> _Estratto della fonte_

============================================================

I poeti dicono: “NO, non si può dire, in questo caso, “suggestivo”!

Suggestivo” è un paesaggio, un quadro, una melodia!

Suggestivo” vuol dire affascinante, emozionante, incantevole!

L'ipotesi che i criminali, gli assassini siano due, e uno dei due sia donna, non si può certo dire incantevole, affascinante.

Sarà piuttosto tremenda, estremamente grave, raccapriciante”.


2ª) “E' una figura eminente della mafia, a lui si deve il salto di qualità dell'organizzazione.

I poeti dicono: “NO, “eminente” vuol dire eccelso, eccellente, elevato.

Vuol dire che si distingue, che è superiore per meriti, dignità, virtù;

ma un mafioso non può dirsi virtuoso, elevato, e con lui la mafia non può fare un “salto di qualità”, perché “qualità” riferito a uomini, persone, vuol dire attributo o proprietà morale o spirituale, che caratterizza e definisce una persona e permette di darne un giudizio o una valutazione.

Perciò, “salto di qualità” vuol dire: miglioramento, risultato (di uno sforzo, di un impegno) bello, evidente, che, per così dire, risplende a un tratto come per un salto, uno slancio.

Ma tutto questo non si confà alla criminalità, alla mafia.

Sarà invece ovvio parlare, in tal caso, di peggioramento, imbarbarimento, efferatezza.

3ª) “L'omicida è stato immortalato da una telecamera nascosta”.

I poeti dicono: “NO, “immortalare” vuol dire “rendere eterna la memoria di qualcosa di degno”, oppure “di chi è degno”, non si “immortala” un omicida, casomai lo si inchioda alle proprie responsabilità, lo si condanna incontestabilmente.


Oltre a questi -per così dire- singoli nomi – gravemente fuorvianti, inappropriati (“suggestivo” al posto di “raccapricciante”, “eminente” al posto di “efferato”, “immortalato” al posto di “condannato” ecc...ecc...), ci sono intere proposizioni dell'informazione televisiva altrettanto fuorvianti e sbagliate (riguardanti spesso le cause dei vari avvenimenti).

Oltre alle intere proposizioni, ci sono i contesti -sbagliati, disorientanti- in cui le proposizioni sono inserite.

Oltre ai contesti sbagliati, ci sono i rapporti arbitrari, contraddittori tra nomi, frasi, discorsi e immagini, per cui, ad esempio, ciò che, sia pure ambiguamente, maldestramente le frasi e le parole parrebbero denunciare o sostenere, le immagini di fatto, in vario modo, rinnegano, smentiscono.

============================================================

> _Dati grezzi_
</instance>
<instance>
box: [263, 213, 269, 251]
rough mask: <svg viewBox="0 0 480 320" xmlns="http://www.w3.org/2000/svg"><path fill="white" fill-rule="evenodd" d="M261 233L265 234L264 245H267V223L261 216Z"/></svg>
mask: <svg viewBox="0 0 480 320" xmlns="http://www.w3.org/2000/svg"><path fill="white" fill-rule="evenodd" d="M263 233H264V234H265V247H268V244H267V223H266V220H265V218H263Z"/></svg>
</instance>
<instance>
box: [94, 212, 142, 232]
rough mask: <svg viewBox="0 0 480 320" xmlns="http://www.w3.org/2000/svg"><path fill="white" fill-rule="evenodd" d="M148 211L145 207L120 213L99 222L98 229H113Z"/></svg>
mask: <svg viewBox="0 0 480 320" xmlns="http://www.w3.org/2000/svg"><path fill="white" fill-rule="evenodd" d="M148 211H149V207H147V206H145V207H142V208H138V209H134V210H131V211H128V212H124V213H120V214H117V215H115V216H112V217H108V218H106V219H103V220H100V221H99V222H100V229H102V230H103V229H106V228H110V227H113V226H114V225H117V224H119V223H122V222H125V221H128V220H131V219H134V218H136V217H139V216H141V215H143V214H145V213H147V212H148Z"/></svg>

============================================================

> _Esercizi_
1. Puoi riportare alla lettera le righe delle voci, dall'inizio delle voci fino alla riga con "233L265 234L264 245H267V223L261", compresa?
2. Come prosegue il testo sull'uso improprio delle parole nell'informazione televisiva? Continualo dal punto in cui si ferma.

> _Soluzioni_
1.
</instance>
<instance>
box: [263, 213, 269, 251]
rough mask: <svg viewBox="0 0 480 320" xmlns="http://www.w3.org/2000/svg"><path fill="white" fill-rule="evenodd" d="M261 233L265 234L264 245H267V223L261 216Z"/></svg>

2.
Solo i poeti sanno alla perfezione tutto questo, tutto ciò che nella lingua è giusto o sbagliato, e dunque devono -loro per primi- rendersi conto di essere necessari, indispensabili alla società, di essere obbligati a lavorare, fiduciosi, uniti, per studiare e spiegare a tutti la questione odierna della lingua, cioè la questione della lingua come essa oggi ci impone di fare: per correggere, per cambiare.

Come Petrarca, sollevando -solo con pochi amici- tempi disumanizzanti e disumani, varò un rinnovato, ontologico, umanesimo, così anche i poeti, oggi, devono fare.

Questo, devono fare.


Ma, appunto, questo nuovo, ontologico umanesimo, non si può fare abbandonando gli uomini alla “lingua” dell'informazione di massa, alla “società di massa”, (società che -scrive Asor Rosa su Repubblica il 19 luglio- “divora e consuma il linguaggio, lo appiattisce e omogeneizza, da un certo momento in poi addirittura lo pianifica”); infatti, che umanesimo è, se abbandona gli uomini, se li considera materia informe, massa?

Eppure, è proprio questo abbandono, questo distacco tra poesia e “società di massa” che Asor Rosa sembra propugnare nel suddetto suo scritto del 19 luglio scorso: perché -egli dice- “la poesia non è cosa da società di massa”; “la società di massa non ama, non può amare la poesia”.

E dunque -conclude- se ne stiano lontani, i poeti, da tale barbarie e pensino, umanisticamente, a “coltivare, approfondire, penetrare anche nei suoi lati più oscuri e perciò conservare il linguaggio”.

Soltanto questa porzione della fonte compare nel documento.